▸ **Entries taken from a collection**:
▬▬▬

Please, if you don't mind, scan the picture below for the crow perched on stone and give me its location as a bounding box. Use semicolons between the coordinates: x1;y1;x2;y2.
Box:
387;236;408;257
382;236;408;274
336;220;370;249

▬▬▬

▸ **Task to carry out**: Reproduce every entry above exactly as it was written.

▸ **The answer**:
Please, if you don't mind, scan the picture below for the crow perched on stone and give me its location as a bounding box. Use semicolons between the coordinates: x1;y1;x2;y2.
Box:
387;236;408;257
382;236;408;274
336;220;370;249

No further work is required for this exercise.